§ CONSEGNA 1
Disponi come tabella Markdown le righe delle voci comprese tra quella che contiene "blue sky and report the position of each." e la fine delle voci, estremi inclusi, tralasciando le righe vuote. Usa la colonna "Num" per il numero progressivo e la colonna "Contenuto" per il testo della riga.

==============================

ALL'INTERNO DEL

Menabò n. 226/2024

1 Dicembre 2024

Le immigrazioni da problema a opportunità

Giorgia Marini e Giorgio Rodano, sintetizzando il loro recente libro, mostrano che le politiche migratorie possono essere migliori di quelle in atto, anche continuando a contrastare l’immigrazione irregolare e i trafficanti che la gestiscono. La crisi demografica, l’invecchiamento della popolazione e il ristagno economico richiedono flussi di migranti molto maggiori degli attuali. Per assicurarli i due autori suggeriscono di attivare un servizio di trasporto regolare, sicuro (e pubblico) capace di mettere fuori mercato i trafficanti.

Le massicce migrazioni dai paesi poveri verso quelli dell’Occidente ricco sono uno dei grandi fatti di questo primo quarto di secolo. Sul tema delle migrazioni, sui meccanismi economici che le governano e sul loro impatto sull’economia abbiamo scritto un libro (L’economia delle migrazioni, Carocci, 2024) che si riferisce al nostro paese, anche se il fenomeno riguarda un po’ tutti i paesi dell’Unione Europea, oltre che il Regno Unito, gli Usa, il Canada. In queste note presenteremo le tesi principali e una specifica proposta, contenute nel libro.

==============================

§ CONSEGNA 2
Nel brano, che cosa suggeriscono di attivare i due autori per mettere fuori mercato i trafficanti?

==============================

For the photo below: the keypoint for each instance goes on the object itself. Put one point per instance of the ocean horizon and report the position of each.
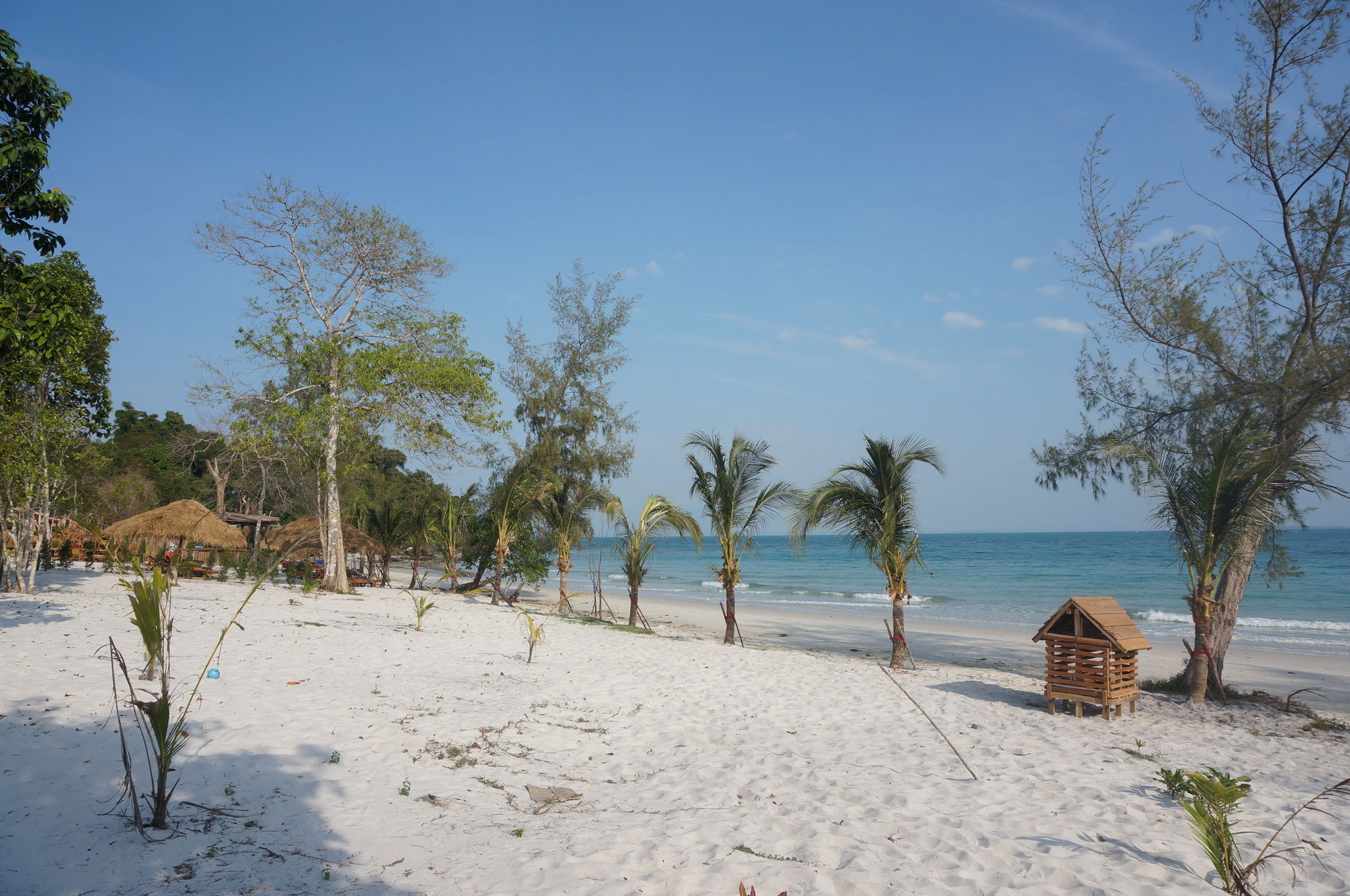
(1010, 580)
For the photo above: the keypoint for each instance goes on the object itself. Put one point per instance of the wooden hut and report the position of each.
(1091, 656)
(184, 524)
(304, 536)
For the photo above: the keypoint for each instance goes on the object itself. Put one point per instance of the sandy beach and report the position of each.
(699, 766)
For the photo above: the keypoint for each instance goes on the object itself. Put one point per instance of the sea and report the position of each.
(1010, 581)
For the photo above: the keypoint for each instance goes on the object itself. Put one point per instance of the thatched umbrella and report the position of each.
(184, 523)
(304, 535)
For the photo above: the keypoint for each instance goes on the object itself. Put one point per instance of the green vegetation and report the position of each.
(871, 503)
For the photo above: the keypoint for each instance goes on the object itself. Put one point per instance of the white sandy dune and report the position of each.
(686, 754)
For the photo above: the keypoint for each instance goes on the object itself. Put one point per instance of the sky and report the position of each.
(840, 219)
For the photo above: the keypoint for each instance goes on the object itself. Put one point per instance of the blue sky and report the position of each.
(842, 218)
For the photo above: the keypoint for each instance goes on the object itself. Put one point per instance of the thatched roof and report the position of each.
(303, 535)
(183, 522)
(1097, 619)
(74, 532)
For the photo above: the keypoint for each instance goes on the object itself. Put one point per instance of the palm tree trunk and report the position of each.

==============================

§ SOLUZIONE 1
| Num | Contenuto |
|---|---|
| 1 | For the photo above: the keypoint for each instance goes on the object itself. Put one point per instance of the blue sky and report the position of each. |
| 2 | (842, 218) |
| 3 | For the photo above: the keypoint for each instance goes on the object itself. Put one point per instance of the thatched roof and report the position of each. |
| 4 | (303, 535) |
| 5 | (183, 522) |
| 6 | (1097, 619) |
| 7 | (74, 532) |
| 8 | For the photo above: the keypoint for each instance goes on the object itself. Put one point per instance of the palm tree trunk and report the position of each. |

§ SOLUZIONE 2
Un servizio di trasporto regolare, sicuro e pubblico.